No pictures belong in the copy, but every line of the material below must be reproduced exactly.

*** Opening of MATERIAL PROVIDED ***

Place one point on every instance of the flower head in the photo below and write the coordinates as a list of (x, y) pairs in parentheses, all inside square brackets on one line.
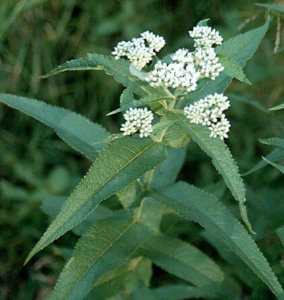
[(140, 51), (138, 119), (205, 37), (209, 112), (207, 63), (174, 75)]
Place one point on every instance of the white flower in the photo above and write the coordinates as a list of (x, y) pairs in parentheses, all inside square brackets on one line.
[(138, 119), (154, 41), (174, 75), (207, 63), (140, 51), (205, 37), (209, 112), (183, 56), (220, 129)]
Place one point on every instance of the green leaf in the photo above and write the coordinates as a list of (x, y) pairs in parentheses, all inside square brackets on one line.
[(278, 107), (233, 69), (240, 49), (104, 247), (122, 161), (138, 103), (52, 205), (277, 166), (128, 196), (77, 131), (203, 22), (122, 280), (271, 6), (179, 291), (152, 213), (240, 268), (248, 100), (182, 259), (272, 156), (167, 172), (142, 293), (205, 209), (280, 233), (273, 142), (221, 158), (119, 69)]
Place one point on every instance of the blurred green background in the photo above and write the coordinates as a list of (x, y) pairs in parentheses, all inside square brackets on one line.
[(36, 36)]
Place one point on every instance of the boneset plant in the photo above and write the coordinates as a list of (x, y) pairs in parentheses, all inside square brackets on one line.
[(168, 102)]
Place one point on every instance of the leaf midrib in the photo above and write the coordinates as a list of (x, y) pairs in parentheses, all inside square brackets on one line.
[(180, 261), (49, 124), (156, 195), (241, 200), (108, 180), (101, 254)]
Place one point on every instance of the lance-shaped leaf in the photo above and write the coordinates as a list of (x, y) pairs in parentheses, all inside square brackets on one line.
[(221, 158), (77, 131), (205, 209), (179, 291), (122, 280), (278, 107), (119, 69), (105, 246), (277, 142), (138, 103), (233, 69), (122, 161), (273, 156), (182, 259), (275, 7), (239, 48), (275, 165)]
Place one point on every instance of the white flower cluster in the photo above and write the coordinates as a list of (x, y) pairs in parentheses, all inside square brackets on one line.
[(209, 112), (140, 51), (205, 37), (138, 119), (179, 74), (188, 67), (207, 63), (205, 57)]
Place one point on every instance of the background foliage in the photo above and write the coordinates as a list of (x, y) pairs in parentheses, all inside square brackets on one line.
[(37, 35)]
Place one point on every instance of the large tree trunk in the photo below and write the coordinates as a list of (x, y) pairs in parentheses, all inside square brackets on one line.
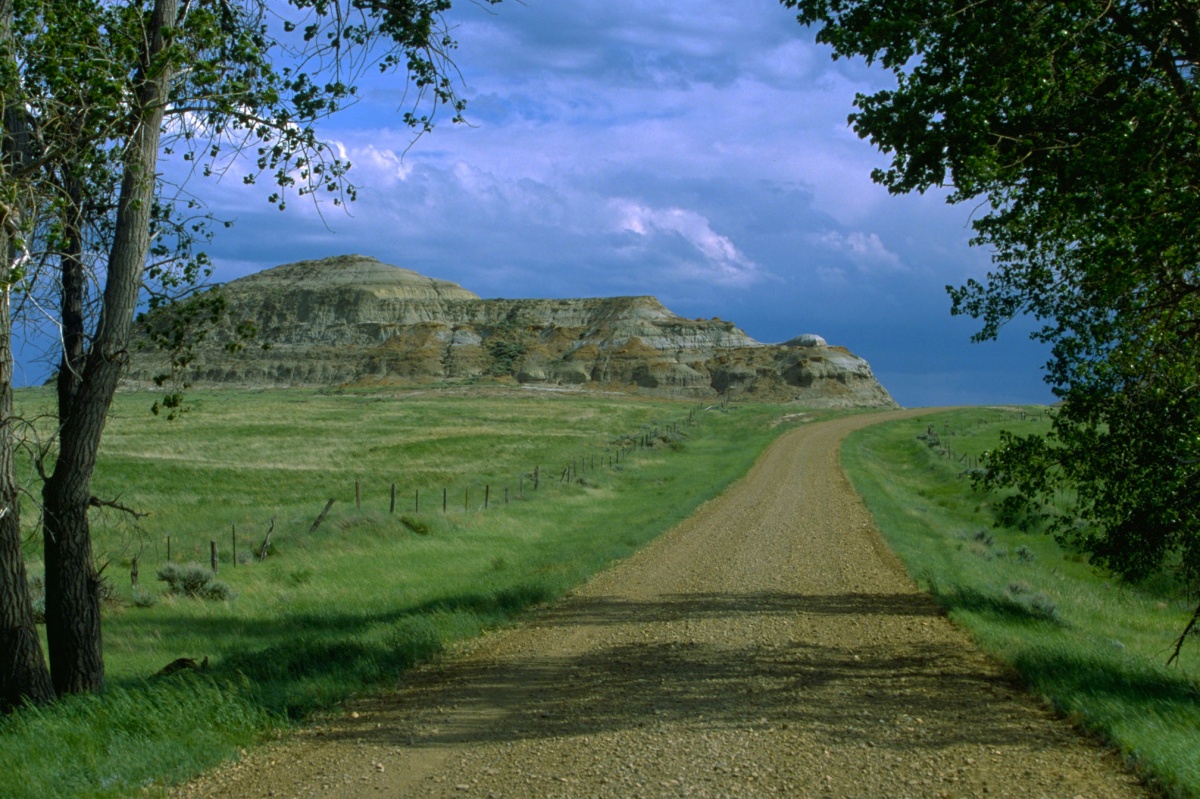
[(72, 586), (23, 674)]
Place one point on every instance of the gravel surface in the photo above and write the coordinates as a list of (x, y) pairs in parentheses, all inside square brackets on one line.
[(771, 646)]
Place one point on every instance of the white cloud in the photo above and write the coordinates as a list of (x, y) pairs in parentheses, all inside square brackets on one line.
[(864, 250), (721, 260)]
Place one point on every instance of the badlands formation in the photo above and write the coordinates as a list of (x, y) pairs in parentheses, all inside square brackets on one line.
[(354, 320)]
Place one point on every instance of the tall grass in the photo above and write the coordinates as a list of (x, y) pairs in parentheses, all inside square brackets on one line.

*** Close of MATERIAL PROVIDED ***

THE ANSWER:
Place one point on every instance of the flower head in the photo below and write the coordinates as a list of (x, y) pairs in parentheses, all inside square brackets on one line.
[(140, 51), (138, 119), (205, 37), (209, 112), (207, 63), (174, 75)]
Place one point on every instance of the white flower in the photo above and write the coordinates as a list of (x, y) pairs in parentheses, all inside square brackets on one line.
[(138, 119), (154, 41), (174, 75), (207, 63), (140, 51), (205, 37), (209, 112), (183, 56), (220, 129)]
Place one point on every instance of the green leaf in the photo above and write the coordinates as a list of (x, y) pairs in parentheses, all inside square brackets on one line.
[(278, 107), (233, 69), (240, 49), (104, 247), (122, 161), (138, 103), (52, 205), (277, 166), (128, 196), (77, 131), (203, 22), (122, 280), (271, 6), (179, 291), (152, 213), (240, 268), (248, 100), (182, 259), (272, 156), (167, 172), (142, 293), (205, 209), (280, 233), (273, 142), (221, 158), (119, 69)]
Place one point on every instance of the blurred green background in the photo above and write the coordinates as a list of (x, y) pairs in parentheses, all inside square brackets on one line.
[(36, 36)]
Place one point on every instance of the boneset plant in the photo above and write the coordinates as a list of (x, y) pairs in parentheses, all inside square brackets on one line.
[(168, 102)]
Place one point on every instance of the leaf midrib in the photo above and write the coordinates as a list of (x, y) pairs in parentheses, all inside square brackets on one line.
[(180, 261), (49, 124), (156, 195), (241, 200), (108, 180), (101, 254)]
Place one point on every instance of the lance-shaped leaf in the photo above and write the coordinates as a list of (x, y) pairs in parentheses, all inside square brackets on one line.
[(221, 158), (77, 131), (205, 209), (179, 291), (122, 280), (278, 107), (119, 69), (105, 246), (277, 142), (138, 103), (233, 69), (122, 161), (273, 156), (182, 259), (275, 7), (239, 48), (275, 165)]
Place one point on every instance of the white flower cluster in the photo above and write the coordinates as a list of (x, y) pairs in parentheses, all inside square brackets on one line.
[(209, 112), (140, 51), (205, 37), (138, 119), (179, 74), (188, 67), (207, 63), (205, 57)]
Place one point on every instance of the background foliage in the photo above and write the coordinates as a list of (x, y) pairs in parentheses, all inside square brackets on one line.
[(37, 35)]
Place one point on every instance of the large tree trunk in the photo below and write the coordinates as a list of (x, y) pairs in parentheses, all inside square brackets on one line.
[(72, 586), (23, 674)]
Place one point on every instance of the gravel surface in the photo above and write the coordinates as a list of (x, y) pairs in parentheses, all inside square brackets on one line.
[(771, 646)]
Place one point on every instance of the white cloud in the photo above and write the coordinates as a list of (x, y) pairs in parentheses, all inside square brackets on one line.
[(864, 250), (721, 260)]
Place one point on every instance of the badlands formation in the photo above and write the coordinates as a list of (x, y) pairs in parentheses, all inside square brackets on one line.
[(354, 320)]
Place one point on every instance of the tall grass in the photo above and write the coordinates as a list of (x, y) pairs in parentheses, all inside square brackets on one line.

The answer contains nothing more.